◆ Written problem 1:
Answer these questions from the forum thread about the copper mod:
(a) Who does Yusuf Cape Vaper say will have the 1:1 clone soon?
(b) What price does zadiac give for the original copper, shipped?
(c) Which engravings did Viper_SA mean?
◆ Written problem 2:
Write out the part of the forum thread about the copper mod from "## zadiac (13/4/15)" to "at the moment.", word for word.

◆ Text block:
※
# I think I'm in love



## zadiac (12/4/15)

This, I have to have. Just for the look of it.







Looks like a Dimitri style mod.

Reactions: Like 1


----------



## Yusuf Cape Vaper (12/4/15)

Sir Vape will have the 1:1 clone soon 


Sent from my iPhone using Tapatalk


----------



## Marzuq (12/4/15)

That's damn beautiful


----------



## zadiac (12/4/15)

Yusuf Cape Vaper said:


> Sir Vape will have the 1:1 clone soon
> 
> 
> Sent from my iPhone using Tapatalk



Yes, but will he have it in copper? I want the copper one.


----------



## Richard (12/4/15)

A review of the copper mod, it looks amazing.


----------



## Silver (13/4/15)

Looks like a gold bar @zadiac 
Lol


----------



## Rudi (13/4/15)

i want it


----------



## Viper_SA (13/4/15)

Silver said:


> Looks like a gold bar @zadiac
> Lol



@Viper_SA wonders if @Silver saw the engravings......  @Viper_SA could also be in love with that!

Reactions: Like 1 | Funny 1


----------



## Silver (13/4/15)

Viper_SA said:


> @Viper_SA wonders if @Silver saw the engravings......  @Viper_SA could also be in love with that!



I saw the engravings - not sure which one you referring to?

And I see your old avatar pic is back 
Looks great!

Reactions: Agree 1


----------



## Viper_SA (13/4/15)

Silver said:


> I saw the engravings - not sure which one you referring to?
> 
> And I see your old avatar pic is back
> Looks great!



The symmetrical ones


----------



## Imthiaz Khan (13/4/15)

Ooh that really does look nice 
Will also look nice in silver


----------



## zadiac (13/4/15)

Imthiaz Khan said:


> Ooh that really does look nice
> Will also look nice in silver



There are clones in silver color, but I don't like that. I like the original copper, but $350 shipped is a bit much for me at the moment.


----------



## Imthiaz Khan (13/4/15)

Just seen that Sir Vape will be bringing in the silver clones


----------



## Frank Zef (13/4/15)

Oh eM Gee!
I'm selling the kids on eBay.


----------
※
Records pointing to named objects
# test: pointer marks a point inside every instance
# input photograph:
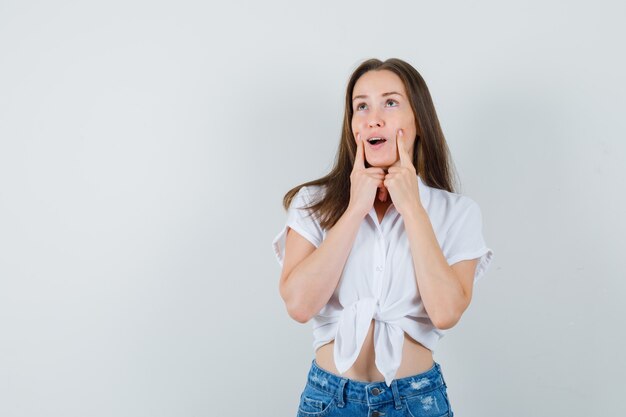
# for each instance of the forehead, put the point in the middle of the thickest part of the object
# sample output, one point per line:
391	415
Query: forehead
※
◆ Complete response 1:
(a) Sir Vape
(b) $350 shipped
(c) The symmetrical ones

◆ Complete response 2:
## zadiac (13/4/15)

Imthiaz Khan said:


> Ooh that really does look nice
> Will also look nice in silver



There are clones in silver color, but I don't like that. I like the original copper, but $350 shipped is a bit much for me at the moment.